**Task statement**. Decide whether each statement agrees with the Ayurveda travel tips. Answer yes or no for each and quote the words from the text that decide it. (a) Rest is named as the top way to pacify Vata. (b) Caffeinated drinks are recommended for staying alert while traveling. (c) The principle quality of Vata is dryness.

**Excerpted passage**.

Travel Tips: Staying Balanced and Healthy with Ayurveda

By popular request, we are rerunning our blog on Ayurveda Travel Tips from last year. And we’re adding a few extra tips to help you make your holiday travels more health promoting.

Traveling during the fall and winter holidays has its particular challenges. Traveling at any time of the year tends to disturb Vata dosha. The principle quality of Vata is movement. Plane, train and car travel can excite Vata and cause it to move out of place. Because late fall/early winter is a time when Vata predominates in our environment and physiologies, we need to be extra alert during these months about maintaining balance. Otherwise the qualities of instability, dryness, and roughness increase, leading to constipation, insomnia, anxiety, dry skin, moodiness and fatigue. To stay in the peak of mental and physical health while traveling, try these suggestions:


Get plenty of rest. Make sure you are well rested before you start your trip. This may mean packing a few days before your trip so you do not stay up too late the night before your departure. Take naps during your travels and practice the Transcendental Meditation technique.Remember, rest is the number one approach for pacifying Vata.

Try not to rush. Give yourself plenty of time to get to the airport and check in. If you are driving, don’t speed. Your physiology doesn’t need any extra pressure. Don’t start out your trip feeling frazzled.

Drink plenty of warm fluids (more than usual). Bring along a thermos of Vata tea in your car or ask your flight attendant for hot water and then add your own tea bag. The oxygen used in your plane cabin can be extremely dehydrating, leading to dry skin, fatigue, constipation, and poor concentration. Start drinking extra water a few days before you travel and continue through your travels. Avoid caffeinated drinks, which are diuretic in nature and will promote dehydration, as well as additional stimulation. Sugary drinks and alcohol should also be avoided.

**Collected data**.
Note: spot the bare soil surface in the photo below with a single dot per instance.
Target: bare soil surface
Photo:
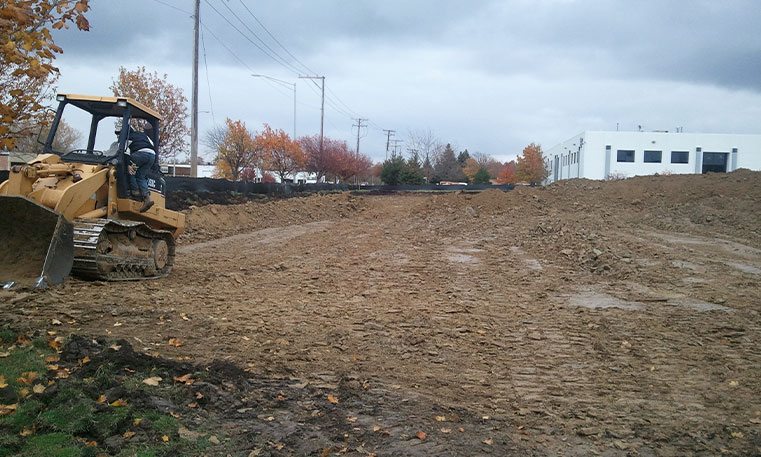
(584, 318)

**Answer below**.
(a) Yes: "rest is the number one approach for pacifying Vata."
(b) No: "Avoid caffeinated drinks, which are diuretic in nature and will promote dehydration, as well as additional stimulation."
(c) No: "The principle quality of Vata is movement."